The task: Working from the records below, repeat exactly the lines starting at the line that contains "Work through each" and ending at the line that contains "77V99L350 89L349 67L342", inclusive.
Data to use below:
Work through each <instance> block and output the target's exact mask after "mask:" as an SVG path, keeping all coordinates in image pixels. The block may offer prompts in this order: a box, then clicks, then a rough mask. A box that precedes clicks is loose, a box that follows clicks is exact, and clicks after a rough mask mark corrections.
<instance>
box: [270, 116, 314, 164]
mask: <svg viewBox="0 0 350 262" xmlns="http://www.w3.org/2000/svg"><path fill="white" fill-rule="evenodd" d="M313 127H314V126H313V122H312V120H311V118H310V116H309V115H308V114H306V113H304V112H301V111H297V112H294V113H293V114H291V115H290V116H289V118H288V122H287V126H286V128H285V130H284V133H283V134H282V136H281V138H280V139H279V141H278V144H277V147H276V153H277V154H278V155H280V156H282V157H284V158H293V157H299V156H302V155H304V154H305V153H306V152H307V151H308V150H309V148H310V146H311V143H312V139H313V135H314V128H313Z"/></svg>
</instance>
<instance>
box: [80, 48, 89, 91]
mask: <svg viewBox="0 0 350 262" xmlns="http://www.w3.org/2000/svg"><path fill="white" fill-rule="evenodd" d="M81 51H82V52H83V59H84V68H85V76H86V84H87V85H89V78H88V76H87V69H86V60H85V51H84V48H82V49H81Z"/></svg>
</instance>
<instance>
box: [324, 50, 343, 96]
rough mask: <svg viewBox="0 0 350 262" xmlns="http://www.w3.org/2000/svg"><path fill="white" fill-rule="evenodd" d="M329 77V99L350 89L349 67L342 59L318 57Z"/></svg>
End of Data to use.
Data to use below:
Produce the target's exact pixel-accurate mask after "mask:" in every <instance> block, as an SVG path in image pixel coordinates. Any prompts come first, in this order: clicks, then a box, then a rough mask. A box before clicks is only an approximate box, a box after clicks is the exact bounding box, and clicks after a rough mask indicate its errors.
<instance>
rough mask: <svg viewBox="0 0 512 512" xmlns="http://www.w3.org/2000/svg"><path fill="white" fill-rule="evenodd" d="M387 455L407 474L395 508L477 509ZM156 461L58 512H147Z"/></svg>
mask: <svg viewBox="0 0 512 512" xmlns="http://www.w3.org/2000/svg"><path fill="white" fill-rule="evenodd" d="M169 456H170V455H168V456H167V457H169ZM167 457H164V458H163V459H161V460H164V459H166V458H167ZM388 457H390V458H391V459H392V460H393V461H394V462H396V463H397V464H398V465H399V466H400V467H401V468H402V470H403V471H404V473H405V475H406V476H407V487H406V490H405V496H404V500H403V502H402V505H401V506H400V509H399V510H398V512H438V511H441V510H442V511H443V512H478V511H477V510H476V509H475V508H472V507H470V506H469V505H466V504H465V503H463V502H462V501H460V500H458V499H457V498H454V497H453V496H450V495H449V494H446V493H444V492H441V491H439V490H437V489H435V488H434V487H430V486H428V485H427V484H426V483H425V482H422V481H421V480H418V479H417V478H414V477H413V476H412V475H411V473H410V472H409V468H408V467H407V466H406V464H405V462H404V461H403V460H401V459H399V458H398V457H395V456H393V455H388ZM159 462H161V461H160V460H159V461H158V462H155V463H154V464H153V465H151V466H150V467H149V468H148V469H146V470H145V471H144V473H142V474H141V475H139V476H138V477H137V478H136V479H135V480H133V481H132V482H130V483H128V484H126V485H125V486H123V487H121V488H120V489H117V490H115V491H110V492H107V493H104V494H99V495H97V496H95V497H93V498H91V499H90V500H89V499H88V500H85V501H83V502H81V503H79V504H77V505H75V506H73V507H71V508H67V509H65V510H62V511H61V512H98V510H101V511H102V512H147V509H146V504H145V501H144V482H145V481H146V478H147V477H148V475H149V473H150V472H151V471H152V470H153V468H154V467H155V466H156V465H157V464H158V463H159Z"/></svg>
End of Data to use.
Your response:
Work through each <instance> block and output the target's exact mask after "mask:" as an SVG path, keeping all coordinates in image pixels. The block may offer prompts in this order: a box, then clicks, then a rough mask. A box that precedes clicks is loose, a box that follows clicks is exact, and clicks after a rough mask mark corrections.
<instance>
box: [270, 116, 314, 164]
mask: <svg viewBox="0 0 350 262" xmlns="http://www.w3.org/2000/svg"><path fill="white" fill-rule="evenodd" d="M313 127H314V126H313V122H312V120H311V118H310V116H309V115H308V114H306V113H304V112H301V111H297V112H294V113H293V114H291V115H290V116H289V118H288V122H287V126H286V128H285V130H284V133H283V134H282V136H281V138H280V139H279V141H278V144H277V147H276V153H277V154H278V155H280V156H282V157H284V158H293V157H299V156H302V155H304V154H305V153H306V152H307V151H308V150H309V148H310V146H311V143H312V139H313V135H314V128H313Z"/></svg>
</instance>
<instance>
box: [80, 48, 89, 91]
mask: <svg viewBox="0 0 350 262" xmlns="http://www.w3.org/2000/svg"><path fill="white" fill-rule="evenodd" d="M81 51H82V52H83V59H84V68H85V76H86V84H87V85H89V78H88V76H87V69H86V60H85V51H84V48H82V49H81Z"/></svg>
</instance>
<instance>
box: [324, 50, 343, 96]
rough mask: <svg viewBox="0 0 350 262" xmlns="http://www.w3.org/2000/svg"><path fill="white" fill-rule="evenodd" d="M329 77V99L350 89L349 67L342 59L318 57Z"/></svg>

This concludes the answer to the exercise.